-- To do --
With the pictures left out, repeat every entry that follows exactly.

++++ Records for processing ++++

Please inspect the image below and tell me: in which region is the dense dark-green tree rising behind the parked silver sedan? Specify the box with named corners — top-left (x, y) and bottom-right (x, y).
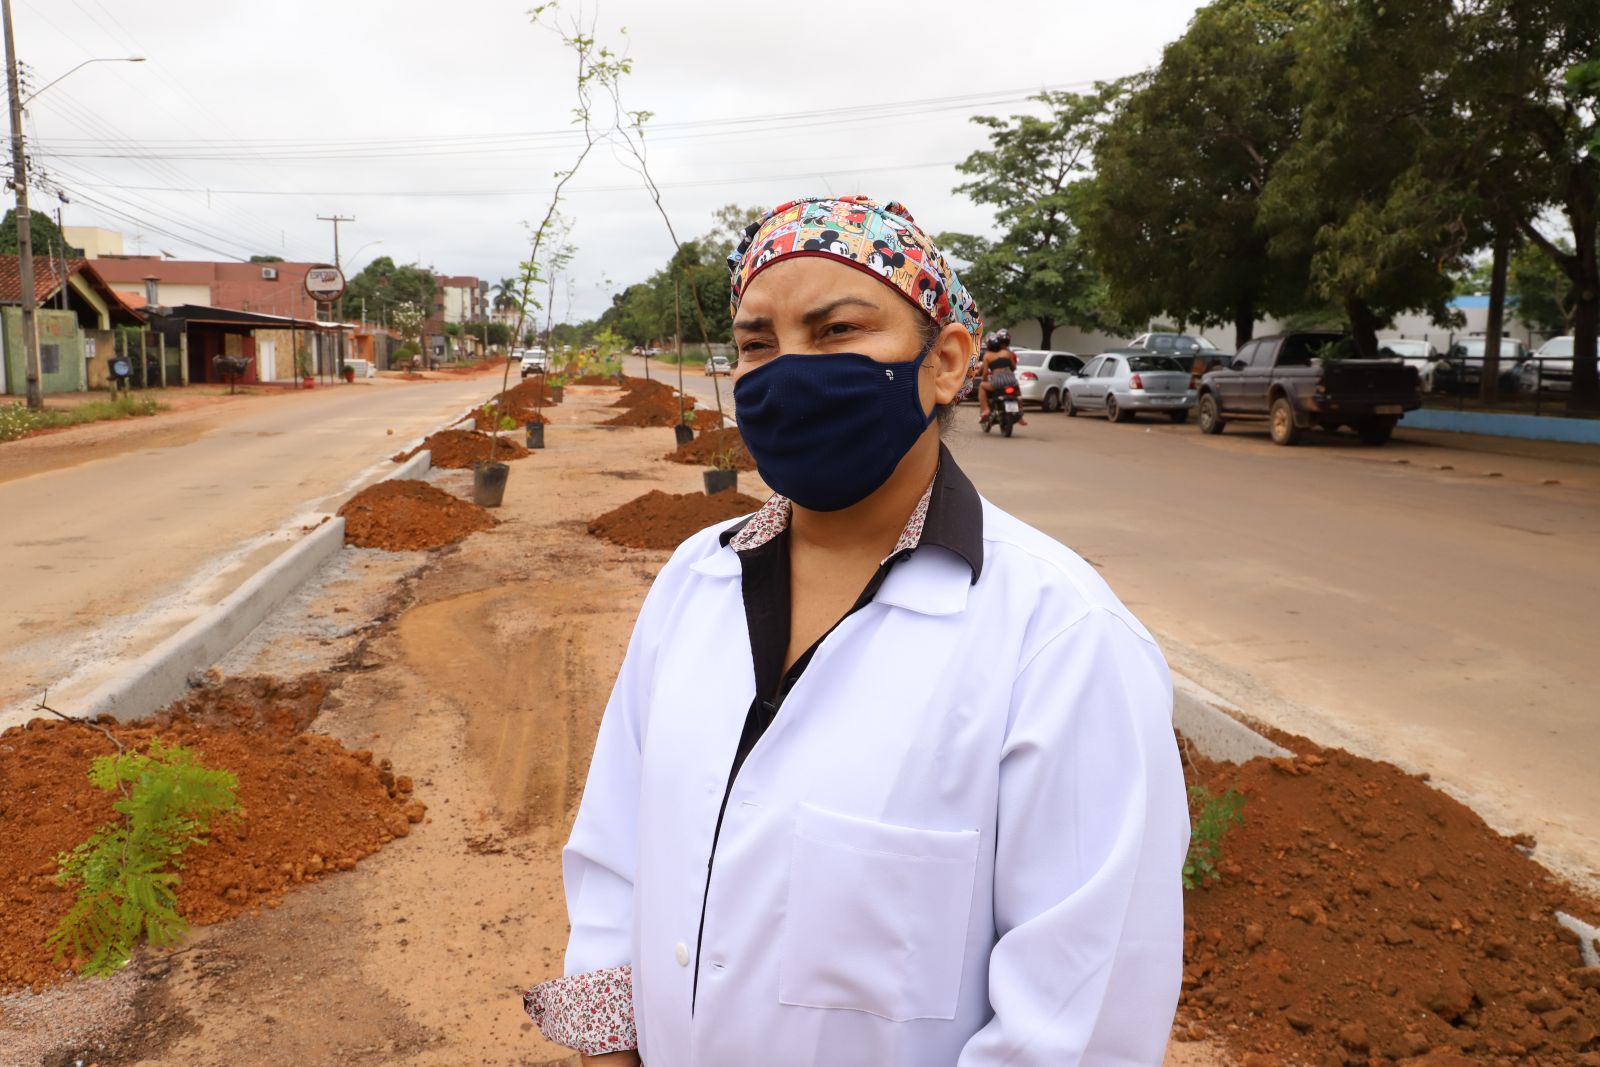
top-left (1082, 0), bottom-right (1309, 346)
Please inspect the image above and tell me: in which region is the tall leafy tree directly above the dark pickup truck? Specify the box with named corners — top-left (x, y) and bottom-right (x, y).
top-left (1261, 0), bottom-right (1482, 358)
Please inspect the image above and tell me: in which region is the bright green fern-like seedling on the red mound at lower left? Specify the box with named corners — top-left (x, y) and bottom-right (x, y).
top-left (46, 737), bottom-right (238, 977)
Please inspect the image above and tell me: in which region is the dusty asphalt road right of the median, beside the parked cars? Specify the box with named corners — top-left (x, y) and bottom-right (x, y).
top-left (643, 365), bottom-right (1600, 880)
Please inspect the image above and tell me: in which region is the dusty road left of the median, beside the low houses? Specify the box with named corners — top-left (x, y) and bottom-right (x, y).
top-left (0, 374), bottom-right (499, 728)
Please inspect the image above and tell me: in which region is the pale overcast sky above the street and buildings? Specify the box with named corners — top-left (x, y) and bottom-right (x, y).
top-left (13, 0), bottom-right (1198, 320)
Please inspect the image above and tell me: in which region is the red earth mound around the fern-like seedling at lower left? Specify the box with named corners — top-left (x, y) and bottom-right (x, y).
top-left (0, 675), bottom-right (426, 992)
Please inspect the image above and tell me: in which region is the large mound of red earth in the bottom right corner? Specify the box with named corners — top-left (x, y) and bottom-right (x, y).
top-left (1173, 737), bottom-right (1600, 1067)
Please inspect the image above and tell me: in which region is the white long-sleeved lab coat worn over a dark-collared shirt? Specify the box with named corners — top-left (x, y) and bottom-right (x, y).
top-left (563, 501), bottom-right (1189, 1067)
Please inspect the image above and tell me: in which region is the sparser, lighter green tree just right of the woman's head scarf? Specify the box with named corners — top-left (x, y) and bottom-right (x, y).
top-left (939, 82), bottom-right (1123, 347)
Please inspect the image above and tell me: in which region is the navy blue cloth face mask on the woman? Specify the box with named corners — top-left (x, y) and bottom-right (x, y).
top-left (733, 337), bottom-right (939, 512)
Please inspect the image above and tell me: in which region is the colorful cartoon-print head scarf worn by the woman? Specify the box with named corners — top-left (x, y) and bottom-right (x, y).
top-left (728, 197), bottom-right (984, 386)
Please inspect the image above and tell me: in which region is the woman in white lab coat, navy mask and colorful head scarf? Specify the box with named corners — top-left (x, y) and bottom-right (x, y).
top-left (525, 197), bottom-right (1189, 1067)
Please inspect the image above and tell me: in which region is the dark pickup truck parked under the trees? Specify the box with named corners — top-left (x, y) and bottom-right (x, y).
top-left (1197, 333), bottom-right (1422, 445)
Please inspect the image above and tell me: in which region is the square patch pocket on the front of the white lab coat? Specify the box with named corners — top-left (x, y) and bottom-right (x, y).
top-left (778, 803), bottom-right (978, 1022)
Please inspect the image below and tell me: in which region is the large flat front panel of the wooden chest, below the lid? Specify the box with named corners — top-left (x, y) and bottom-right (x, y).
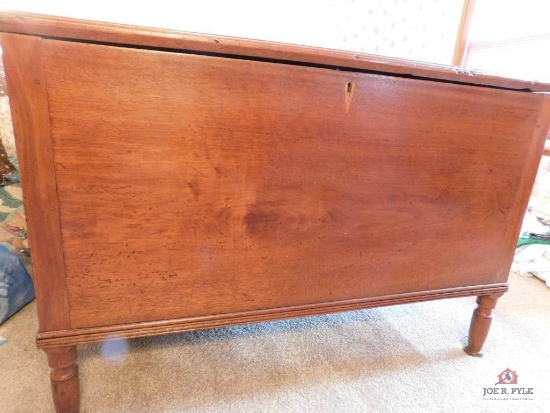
top-left (38, 40), bottom-right (543, 328)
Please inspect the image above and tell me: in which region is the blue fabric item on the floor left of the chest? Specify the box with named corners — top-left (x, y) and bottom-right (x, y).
top-left (0, 245), bottom-right (34, 324)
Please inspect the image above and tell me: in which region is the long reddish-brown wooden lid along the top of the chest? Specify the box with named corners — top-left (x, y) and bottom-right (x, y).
top-left (0, 11), bottom-right (550, 92)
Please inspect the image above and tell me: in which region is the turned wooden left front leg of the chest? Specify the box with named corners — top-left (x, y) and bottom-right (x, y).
top-left (45, 346), bottom-right (80, 413)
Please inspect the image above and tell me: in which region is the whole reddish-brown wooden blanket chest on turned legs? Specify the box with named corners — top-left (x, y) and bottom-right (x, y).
top-left (0, 13), bottom-right (550, 411)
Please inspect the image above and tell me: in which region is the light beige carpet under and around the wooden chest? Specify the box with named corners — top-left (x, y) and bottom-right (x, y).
top-left (0, 275), bottom-right (550, 413)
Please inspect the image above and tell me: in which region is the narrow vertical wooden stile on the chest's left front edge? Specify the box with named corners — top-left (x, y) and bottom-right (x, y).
top-left (0, 33), bottom-right (70, 331)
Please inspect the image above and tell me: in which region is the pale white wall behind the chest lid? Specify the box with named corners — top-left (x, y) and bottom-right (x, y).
top-left (0, 0), bottom-right (463, 64)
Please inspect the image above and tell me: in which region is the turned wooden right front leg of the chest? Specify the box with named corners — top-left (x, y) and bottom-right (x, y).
top-left (464, 293), bottom-right (502, 357)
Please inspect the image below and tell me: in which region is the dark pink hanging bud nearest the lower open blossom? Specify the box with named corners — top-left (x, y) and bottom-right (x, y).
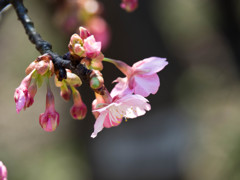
top-left (70, 87), bottom-right (87, 120)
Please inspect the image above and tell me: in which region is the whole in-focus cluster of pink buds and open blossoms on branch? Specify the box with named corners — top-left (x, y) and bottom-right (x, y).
top-left (14, 27), bottom-right (168, 138)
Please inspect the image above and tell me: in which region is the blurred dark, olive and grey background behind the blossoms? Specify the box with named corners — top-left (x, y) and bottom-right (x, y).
top-left (0, 0), bottom-right (240, 180)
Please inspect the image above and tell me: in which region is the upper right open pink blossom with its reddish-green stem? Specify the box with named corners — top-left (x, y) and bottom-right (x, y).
top-left (109, 57), bottom-right (168, 97)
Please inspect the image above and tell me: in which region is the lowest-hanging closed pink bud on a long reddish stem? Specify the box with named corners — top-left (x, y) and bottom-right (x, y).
top-left (39, 84), bottom-right (59, 132)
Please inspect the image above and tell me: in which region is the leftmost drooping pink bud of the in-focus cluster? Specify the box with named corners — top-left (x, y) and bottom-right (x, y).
top-left (14, 73), bottom-right (33, 113)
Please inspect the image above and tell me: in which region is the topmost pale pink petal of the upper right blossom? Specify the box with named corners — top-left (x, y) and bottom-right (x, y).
top-left (132, 57), bottom-right (168, 75)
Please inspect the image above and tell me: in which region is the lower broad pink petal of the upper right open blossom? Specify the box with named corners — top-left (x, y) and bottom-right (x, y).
top-left (133, 74), bottom-right (160, 97)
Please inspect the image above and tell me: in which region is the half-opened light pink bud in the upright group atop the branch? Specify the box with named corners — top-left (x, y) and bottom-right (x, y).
top-left (83, 35), bottom-right (101, 59)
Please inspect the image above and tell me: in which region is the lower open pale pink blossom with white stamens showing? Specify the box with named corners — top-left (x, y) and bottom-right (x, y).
top-left (91, 94), bottom-right (151, 138)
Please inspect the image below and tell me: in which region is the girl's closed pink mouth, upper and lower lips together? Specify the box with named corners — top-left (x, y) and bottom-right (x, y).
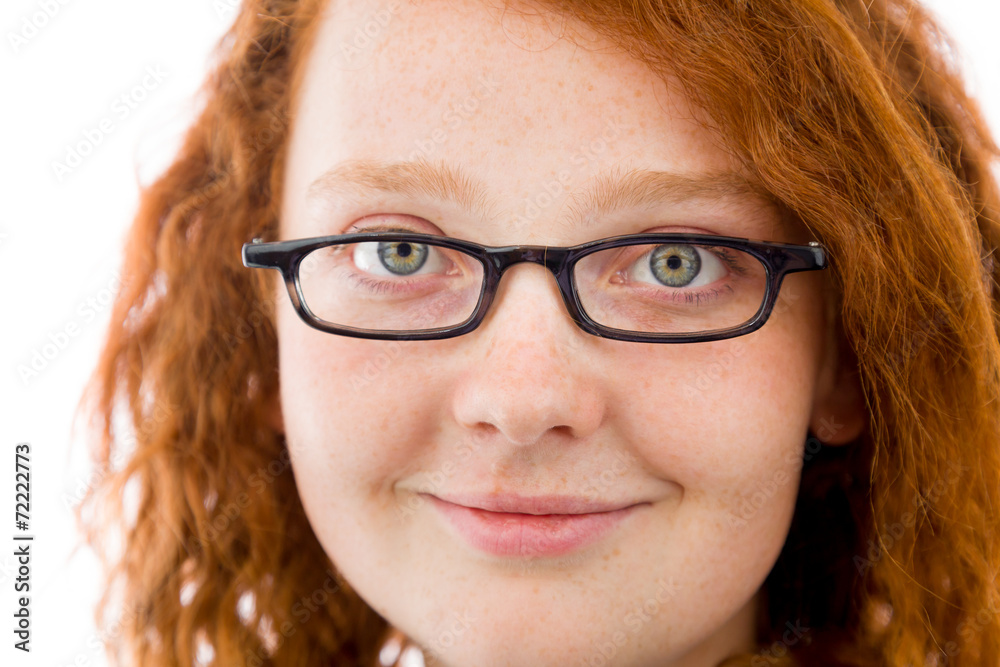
top-left (427, 495), bottom-right (645, 558)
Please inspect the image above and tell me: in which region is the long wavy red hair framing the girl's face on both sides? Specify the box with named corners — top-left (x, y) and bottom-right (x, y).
top-left (78, 0), bottom-right (1000, 667)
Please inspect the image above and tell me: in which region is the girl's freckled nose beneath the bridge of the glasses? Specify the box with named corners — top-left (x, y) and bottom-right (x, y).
top-left (453, 264), bottom-right (607, 446)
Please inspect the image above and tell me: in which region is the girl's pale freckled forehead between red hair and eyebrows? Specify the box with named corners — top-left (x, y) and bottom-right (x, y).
top-left (283, 0), bottom-right (796, 244)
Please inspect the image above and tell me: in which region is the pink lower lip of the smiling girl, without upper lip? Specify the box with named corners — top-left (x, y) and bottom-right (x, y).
top-left (428, 496), bottom-right (638, 558)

++++

-- Result of the exercise --
Please inspect the image below and tell me: in which region is the dense dark-green tree rising behind the parked silver sedan? Specify the box with named corners — top-left (x, y) and bottom-right (x, y).
top-left (1082, 0), bottom-right (1309, 346)
Please inspect the image above and tell me: in which region is the tall leafy tree directly above the dark pickup truck? Specify the box with named corners — top-left (x, y) and bottom-right (x, y).
top-left (1261, 0), bottom-right (1482, 358)
Please inspect the image above and tell me: in which region is the bright green fern-like seedling on the red mound at lower left? Specify the box with named corners — top-left (x, y) and bottom-right (x, y).
top-left (46, 737), bottom-right (238, 977)
Please inspect the image above and tell me: in which region is the dusty asphalt road right of the median, beside the parked cars? Specify the box with named corners — top-left (x, y) and bottom-right (x, y).
top-left (643, 365), bottom-right (1600, 880)
Please inspect the image above and tell me: in which region is the dusty road left of the median, beside the low houses? Specify the box with named corners — top-left (x, y) and bottom-right (x, y).
top-left (0, 374), bottom-right (499, 728)
Please inspect the image above and tell me: in which region is the pale overcast sky above the street and buildings? Specify the box with named corners — top-left (x, y) and bottom-right (x, y).
top-left (13, 0), bottom-right (1198, 320)
Please inspect the image above and tell me: in which region is the red earth mound around the fern-like seedling at lower left? Specify the box with named corners — top-left (x, y) and bottom-right (x, y).
top-left (0, 675), bottom-right (426, 992)
Please inspect the image above and tell me: in which region is the large mound of red earth in the bottom right corner? Specify the box with named corners — top-left (x, y) and bottom-right (x, y).
top-left (1173, 737), bottom-right (1600, 1067)
Please inspect the image above and tell me: in which region is the white long-sleeved lab coat worn over a dark-collared shirt? Specify the box with named corners — top-left (x, y) and bottom-right (x, y).
top-left (563, 501), bottom-right (1189, 1067)
Please inspect the image above and tell me: in which region is the sparser, lighter green tree just right of the woman's head scarf? Specify the box with named corners — top-left (x, y) and bottom-right (x, y).
top-left (939, 82), bottom-right (1123, 347)
Please inspect the image above and tell me: in which region is the navy blue cloth face mask on the woman? Specify the box with named corners — top-left (x, y) and bottom-right (x, y).
top-left (733, 337), bottom-right (939, 512)
Please inspect the image above and tell me: in which region is the colorful cartoon-print head scarf worn by the woman? Specify the box with named corners — top-left (x, y) and bottom-right (x, y).
top-left (728, 197), bottom-right (984, 386)
Please inspect the image above and tell me: in which region is the woman in white lab coat, navy mask and colorful head scarf? Specify the box with named corners — top-left (x, y) and bottom-right (x, y).
top-left (525, 197), bottom-right (1189, 1067)
Please inspect the image above and tell me: in which region is the dark pickup truck parked under the trees? Specify the box with named corners — top-left (x, y) and bottom-right (x, y).
top-left (1197, 333), bottom-right (1422, 445)
Please inspect the image above and tell me: in which region is the square patch pocket on the front of the white lab coat? Specify the box with named corners — top-left (x, y) and bottom-right (x, y).
top-left (778, 803), bottom-right (978, 1022)
Please inspect the image below and tell me: in which region is the large flat front panel of the wooden chest, below the lid? Specify the box with named corners — top-left (x, y) and bottom-right (x, y).
top-left (38, 40), bottom-right (543, 328)
Please inspect the image above and tell me: in which region is the blue fabric item on the floor left of the chest? Specify the box with named corners — top-left (x, y) and bottom-right (x, y).
top-left (0, 245), bottom-right (34, 324)
Please inspect the image above and tell me: in which region is the long reddish-brown wooden lid along the top of the chest? Specify the box with named corners — top-left (x, y) and bottom-right (x, y).
top-left (0, 11), bottom-right (550, 92)
Please inspect the image above and tell me: in which region is the turned wooden left front leg of the chest? Specify the box with named corners — top-left (x, y) and bottom-right (x, y).
top-left (45, 346), bottom-right (80, 413)
Please inspect the image above and tell me: in which region is the whole reddish-brown wooden blanket chest on turned legs? Specify the box with named corners — top-left (x, y) and bottom-right (x, y).
top-left (0, 13), bottom-right (550, 411)
Please inspect the image above and tell me: in which region is the light beige carpet under and around the wooden chest? Specify the box with named corners — top-left (x, y) and bottom-right (x, y).
top-left (0, 275), bottom-right (550, 413)
Please inspect the image above and tell me: in which region is the narrow vertical wooden stile on the chest's left front edge? Specify the box with named corners — top-left (x, y) and bottom-right (x, y).
top-left (0, 33), bottom-right (70, 331)
Please inspect the image above and tell me: in which region is the pale white wall behind the chest lid? Specify the box with named corners — top-left (x, y) and bottom-right (x, y).
top-left (0, 0), bottom-right (463, 64)
Please inspect the image above and tell me: in which region is the turned wooden right front leg of the chest? Specify the box with named corners — top-left (x, y) and bottom-right (x, y).
top-left (464, 293), bottom-right (502, 357)
Please inspect the image below and tell me: in which region is the dark pink hanging bud nearest the lower open blossom? Specify the box with named corners — top-left (x, y) and bottom-right (x, y).
top-left (70, 87), bottom-right (87, 120)
Please inspect the image above and tell me: in which region is the whole in-focus cluster of pink buds and open blossoms on branch? Specify the box with named corners — top-left (x, y) and bottom-right (x, y).
top-left (14, 27), bottom-right (168, 138)
Please inspect the image above and tell me: in which region is the blurred dark, olive and grey background behind the blossoms? Specify the box with named corners — top-left (x, y) and bottom-right (x, y).
top-left (0, 0), bottom-right (240, 180)
Please inspect the image above and tell me: in which region is the upper right open pink blossom with its reddish-green stem? Specify the box with named corners — top-left (x, y) and bottom-right (x, y).
top-left (109, 57), bottom-right (168, 97)
Please inspect the image above and tell me: in which region is the lowest-hanging closed pink bud on a long reddish stem? Specify the box with named corners — top-left (x, y) and bottom-right (x, y).
top-left (39, 84), bottom-right (59, 132)
Please inspect the image above and tell me: in which region is the leftmost drooping pink bud of the in-focus cluster? Specify the box with named corners — top-left (x, y) and bottom-right (x, y).
top-left (14, 73), bottom-right (33, 113)
Please inspect the image above and tell me: in which region is the topmost pale pink petal of the upper right blossom? Specify the box with named corners — top-left (x, y) and bottom-right (x, y).
top-left (132, 57), bottom-right (168, 75)
Please inspect the image above and tell me: in which region is the lower broad pink petal of the upper right open blossom? Specify the box with named corners — top-left (x, y) and bottom-right (x, y).
top-left (133, 74), bottom-right (160, 97)
Please inspect the image above and tell me: in which region is the half-opened light pink bud in the upright group atop the branch? Specify the box with named corners — top-left (x, y) and bottom-right (x, y).
top-left (83, 35), bottom-right (101, 59)
Please inspect the image above and tell me: in which region is the lower open pale pink blossom with white stamens showing? Specify the box with named corners — top-left (x, y) and bottom-right (x, y).
top-left (91, 94), bottom-right (151, 138)
Please inspect the image below and tell me: in which region is the girl's closed pink mouth, upper and lower lips together? Specify the box with named corners — top-left (x, y) and bottom-right (x, y).
top-left (427, 495), bottom-right (645, 558)
Please inspect the image above and tell me: in which region is the long wavy red hair framing the girl's face on both sides? Specify the box with named corners — top-left (x, y) and bottom-right (x, y).
top-left (78, 0), bottom-right (1000, 667)
Please inspect the image above and tell me: in which region is the girl's freckled nose beneath the bridge of the glasses? Specify the box with named corners — top-left (x, y) and bottom-right (x, y).
top-left (453, 264), bottom-right (607, 446)
Please inspect the image above and tell me: in which region is the girl's pale freckled forehead between red hair and eyebrows? Specify the box with named corners — top-left (x, y) and bottom-right (x, y).
top-left (283, 0), bottom-right (796, 244)
Please inspect the image above and tell me: in which region is the pink lower lip of the smiling girl, without upper lip? Specify the box with named corners — top-left (x, y) and bottom-right (x, y).
top-left (428, 496), bottom-right (638, 558)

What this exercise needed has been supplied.